Required work: All of the records must come back exactly as they were given.

(Collected data entries)
= = = =

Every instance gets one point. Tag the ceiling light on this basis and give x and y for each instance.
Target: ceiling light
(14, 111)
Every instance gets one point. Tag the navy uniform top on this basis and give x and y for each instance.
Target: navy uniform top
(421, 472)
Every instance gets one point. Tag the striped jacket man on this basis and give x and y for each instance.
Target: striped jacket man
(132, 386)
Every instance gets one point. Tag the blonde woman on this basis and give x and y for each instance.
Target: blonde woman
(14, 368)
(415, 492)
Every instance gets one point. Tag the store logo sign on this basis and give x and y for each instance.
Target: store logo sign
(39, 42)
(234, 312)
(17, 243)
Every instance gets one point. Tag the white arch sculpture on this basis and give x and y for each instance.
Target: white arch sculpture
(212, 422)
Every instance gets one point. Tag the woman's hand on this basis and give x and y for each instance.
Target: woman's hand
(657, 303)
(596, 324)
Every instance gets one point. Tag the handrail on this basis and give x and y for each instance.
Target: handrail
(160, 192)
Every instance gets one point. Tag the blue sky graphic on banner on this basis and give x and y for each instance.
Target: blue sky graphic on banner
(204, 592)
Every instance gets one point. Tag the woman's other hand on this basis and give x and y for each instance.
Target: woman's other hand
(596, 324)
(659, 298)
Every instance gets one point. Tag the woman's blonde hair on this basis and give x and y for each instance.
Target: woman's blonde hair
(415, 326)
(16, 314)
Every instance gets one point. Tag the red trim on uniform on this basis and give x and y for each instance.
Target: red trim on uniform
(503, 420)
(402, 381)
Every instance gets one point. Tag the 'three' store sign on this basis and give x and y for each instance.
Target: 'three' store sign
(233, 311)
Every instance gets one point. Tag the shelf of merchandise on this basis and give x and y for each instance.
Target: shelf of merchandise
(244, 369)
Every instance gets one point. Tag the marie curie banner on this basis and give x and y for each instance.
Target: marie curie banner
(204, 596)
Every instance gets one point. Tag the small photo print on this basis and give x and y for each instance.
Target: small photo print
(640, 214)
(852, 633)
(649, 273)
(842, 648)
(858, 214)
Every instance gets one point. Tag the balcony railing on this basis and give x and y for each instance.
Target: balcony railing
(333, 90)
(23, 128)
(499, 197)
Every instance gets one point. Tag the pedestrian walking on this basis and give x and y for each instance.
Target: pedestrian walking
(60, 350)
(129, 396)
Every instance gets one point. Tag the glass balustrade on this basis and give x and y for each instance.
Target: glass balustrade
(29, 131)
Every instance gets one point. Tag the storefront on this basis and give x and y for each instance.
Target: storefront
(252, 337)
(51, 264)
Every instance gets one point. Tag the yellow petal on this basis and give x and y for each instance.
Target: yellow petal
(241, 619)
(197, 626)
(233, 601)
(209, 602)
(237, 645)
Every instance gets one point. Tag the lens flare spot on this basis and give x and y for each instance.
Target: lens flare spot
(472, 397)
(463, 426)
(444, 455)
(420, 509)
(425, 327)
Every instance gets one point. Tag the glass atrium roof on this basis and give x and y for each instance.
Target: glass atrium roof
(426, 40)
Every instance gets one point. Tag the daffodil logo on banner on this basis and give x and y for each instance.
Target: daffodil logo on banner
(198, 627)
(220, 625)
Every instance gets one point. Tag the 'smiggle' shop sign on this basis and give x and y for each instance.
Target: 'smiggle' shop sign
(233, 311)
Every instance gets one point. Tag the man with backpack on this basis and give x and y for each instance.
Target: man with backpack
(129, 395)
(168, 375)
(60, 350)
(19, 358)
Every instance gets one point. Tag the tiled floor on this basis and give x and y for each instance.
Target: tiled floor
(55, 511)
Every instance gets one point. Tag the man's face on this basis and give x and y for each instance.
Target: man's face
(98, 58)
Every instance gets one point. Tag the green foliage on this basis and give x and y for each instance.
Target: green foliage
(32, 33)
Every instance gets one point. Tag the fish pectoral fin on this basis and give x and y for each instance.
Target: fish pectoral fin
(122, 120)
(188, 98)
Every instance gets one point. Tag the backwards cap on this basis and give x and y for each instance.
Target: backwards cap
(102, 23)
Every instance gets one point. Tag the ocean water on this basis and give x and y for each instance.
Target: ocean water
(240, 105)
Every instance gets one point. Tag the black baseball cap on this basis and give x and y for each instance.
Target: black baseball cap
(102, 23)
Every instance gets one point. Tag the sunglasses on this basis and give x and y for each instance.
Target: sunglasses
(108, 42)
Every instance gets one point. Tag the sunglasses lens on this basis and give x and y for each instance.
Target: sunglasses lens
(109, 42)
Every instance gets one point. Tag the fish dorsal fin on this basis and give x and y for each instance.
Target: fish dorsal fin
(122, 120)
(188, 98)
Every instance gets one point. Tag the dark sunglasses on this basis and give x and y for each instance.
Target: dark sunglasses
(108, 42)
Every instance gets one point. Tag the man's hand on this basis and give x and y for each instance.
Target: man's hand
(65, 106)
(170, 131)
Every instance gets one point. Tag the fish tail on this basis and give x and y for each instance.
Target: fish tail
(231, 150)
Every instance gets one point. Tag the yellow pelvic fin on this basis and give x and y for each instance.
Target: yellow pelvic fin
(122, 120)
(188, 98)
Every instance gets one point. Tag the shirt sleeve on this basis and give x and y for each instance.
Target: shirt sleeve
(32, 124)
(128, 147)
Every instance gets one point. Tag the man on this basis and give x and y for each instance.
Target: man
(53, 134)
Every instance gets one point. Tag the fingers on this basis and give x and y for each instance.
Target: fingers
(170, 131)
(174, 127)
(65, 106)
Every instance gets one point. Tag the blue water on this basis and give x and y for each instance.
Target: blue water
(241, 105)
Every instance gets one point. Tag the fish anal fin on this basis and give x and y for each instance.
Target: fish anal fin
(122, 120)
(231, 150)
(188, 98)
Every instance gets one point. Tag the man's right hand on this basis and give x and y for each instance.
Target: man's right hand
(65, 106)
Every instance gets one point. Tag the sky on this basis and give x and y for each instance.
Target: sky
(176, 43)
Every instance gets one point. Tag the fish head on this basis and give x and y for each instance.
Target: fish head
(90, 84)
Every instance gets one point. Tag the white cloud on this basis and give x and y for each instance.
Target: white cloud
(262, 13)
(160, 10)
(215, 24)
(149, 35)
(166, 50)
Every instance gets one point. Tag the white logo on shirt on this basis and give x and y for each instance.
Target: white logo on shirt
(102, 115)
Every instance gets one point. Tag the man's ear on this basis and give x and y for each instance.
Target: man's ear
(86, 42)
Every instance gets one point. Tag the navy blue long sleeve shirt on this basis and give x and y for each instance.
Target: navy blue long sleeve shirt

= = = =

Result of this exercise:
Every instance gets one point. Tag the ceiling light on this basis and give x and y for each instance.
Target: ceiling light
(14, 111)
Every instance gets one point. Tag the navy uniform top on this basis and give x and y for each instance.
Target: navy uniform top
(421, 472)
Every instance gets one point. Tag the striped jacket man on this basis and give x and y for each instance.
Target: striped jacket man
(132, 386)
Every instance gets one point. Tag the blonde woman on this basis and give x and y for each instance.
Target: blonde woman
(14, 368)
(415, 492)
Every instance gets one point. Tag the store logo sign on this basis and give x and y for each instance.
Target: store logo sign
(39, 42)
(234, 312)
(17, 243)
Every instance gets one point. Tag the white arch sculpture on this basis and give x and y for each instance.
Target: white arch sculpture
(212, 422)
Every instance gets one point. Tag the woman's hand on this basis and give x and y for each instance.
Target: woman's hand
(657, 303)
(596, 324)
Every instance gets one point. Tag the handrail on this basis and give x and y for each instance.
Target: handrail
(160, 192)
Every instance gets one point. Tag the blue sky graphic on banner on this basis and give x and y for each instance.
Target: blue sky graphic on banner
(204, 592)
Every instance gets one point. Tag the woman's other hand on this basis and give x and y for each instance.
Target: woman's other hand
(596, 324)
(659, 298)
Every instance gets one point. Tag the woman's blonde hair on this basis and give x and y for each instance.
Target: woman's blonde hair
(415, 326)
(16, 314)
Every instance gets one point. Tag the red trim on uniform on this basis and give x and y for each instance.
Target: red trim on uniform
(503, 420)
(402, 381)
Every instance gets one point. Tag the 'three' store sign on this basis and give x and y for each instance.
Target: 'three' store sign
(233, 311)
Every instance gets one point. Tag the shelf of merchandise on this basis and give x and y for each instance.
Target: shelf of merchandise
(244, 369)
Every instance gets one point. Tag the marie curie banner on this basis and give x and y for each instance.
Target: marie curie banner
(204, 596)
Every instance gets one point. Tag the small photo print on this basis and give x and y for each instance.
Target: small photo print
(640, 214)
(852, 633)
(649, 273)
(842, 648)
(858, 214)
Every instance gets one point. Tag the balcony railing on this basis and give x and y for each instance.
Target: balcony railing
(333, 90)
(23, 128)
(499, 197)
Every instance gets one point. Tag the pedestrian walking on this basis and give x and y for each instance.
Target: pedestrian walking
(60, 350)
(129, 396)
Every instance gets one point. Tag the glass balustrade on this basis and give x and y for each instance.
Target: glass balustrade
(29, 131)
Every instance gets one point. Tag the storefront on this basis and give x and y for each instance.
Target: storefront
(252, 337)
(51, 264)
Every instance gets one point. Tag the yellow petal on this basis and give x and y for each instance.
Target: yellow petal
(241, 619)
(197, 626)
(233, 601)
(209, 602)
(237, 645)
Every instance gets one point. Tag the lens flare spot on this basis and give x and y for each instance.
Target: lens flare spot
(472, 397)
(463, 426)
(444, 455)
(420, 509)
(425, 327)
Every instance gets one point. Tag the glass atrium roof on this basis and give x and y for each instance.
Target: glass atrium roof
(426, 40)
Every instance gets one point. Tag the daffodil logo on banner on this basis and give x and y for each instance.
Target: daffodil logo on banner
(198, 627)
(220, 625)
Every instance gets one point. Tag the 'smiggle' shop sign on this basis and give x and y for each instance.
Target: 'smiggle' shop sign
(233, 311)
Every instance gets one point. Tag the man with backpack on this basis and give x and y for each instance.
Target: man with backpack
(129, 395)
(168, 375)
(60, 350)
(19, 358)
Every instance gets one point. Tag the tiled floor on this basis and give x and y for each instance.
Target: tiled floor
(55, 511)
Every instance gets one point. Tag the man's face on this basis and give x and y for each instance.
Target: man's face
(98, 58)
Every instance gets one point. Tag the green foliage on this basis and give x and y for each instance.
Target: green foliage
(32, 33)
Every instance gets one point. Tag the fish pectoral fin on this basis and give x and y for each instance.
Target: fish pectoral fin
(122, 120)
(188, 98)
Every instance gets one point. Tag the backwards cap on this basis and give x and y for each instance.
Target: backwards cap
(102, 23)
Every instance gets one point. Tag the ocean water on this basis and give x and y for each instance.
Target: ocean water
(240, 105)
Every instance gets one point. Tag the black baseball cap on this basis and give x and y for each instance.
Target: black baseball cap
(102, 23)
Every instance gets one point. Tag the sunglasses on this basis and give x and y for each instance.
Target: sunglasses
(108, 42)
Every instance gets one point. Tag the sunglasses lens on this basis and give x and y for each instance.
Target: sunglasses lens
(109, 42)
Every instance gets one point. Tag the fish dorsal fin on this basis and give x and y for each instance.
Target: fish dorsal fin
(122, 120)
(188, 98)
Every instance gets one point. Tag the dark sunglasses on this basis and give x and y for each instance.
Target: dark sunglasses
(108, 42)
Every instance gets one point. Tag the man's hand on this basis and give x and y for each instance.
Target: man's hand
(65, 106)
(170, 131)
Every instance gets one point. Tag the fish tail on this basis and give x and y for each instance.
Target: fish tail
(231, 150)
Every instance gets one point. Tag the yellow pelvic fin on this basis and give x and y for each instance.
Target: yellow pelvic fin
(122, 120)
(188, 98)
Every instance gets one point. Tag the shirt sleeve on this basis and give x and y for each instance.
Target: shirt sleeve
(32, 124)
(128, 147)
Every instance gets one point. Tag the man on this basis and give x and y for each instance.
Target: man
(53, 134)
Every instance gets one point. Tag the fingers on this basis and give x and y for each instance.
Target: fingers
(170, 131)
(174, 127)
(65, 106)
Every instance gets one point. Tag the blue water on this basis and give x and y for each instance.
Target: blue water
(241, 105)
Every instance gets one point. Tag the fish anal fin on this basis and give x and y for each instance.
Target: fish anal fin
(122, 120)
(231, 150)
(188, 98)
Every instance gets one point. Tag the man's right hand on this basis and give x and y for each instance.
Target: man's right hand
(65, 106)
Every instance gets one point. Tag the sky on this basis and give x and y for each instance.
Target: sky
(176, 43)
Every instance gets one point. Tag the fish head on this basis and give x and y for each instance.
Target: fish head
(90, 84)
Every instance gets one point. Tag the white cloud on this basis and give x and y for each instance.
Target: white cloud
(262, 13)
(160, 10)
(215, 24)
(149, 35)
(166, 50)
Every instance gets one point. Tag the white logo on shirt on this basis and give x and y for each instance.
Target: white logo on shirt
(102, 115)
Every instance gets one point. Tag the man's ear on this basis and give x and y for each instance.
Target: man's ear
(86, 42)
Every instance gets one point. Tag the navy blue long sleeve shirt on this basis and give x and y for each instance.
Target: navy blue long sleeve shirt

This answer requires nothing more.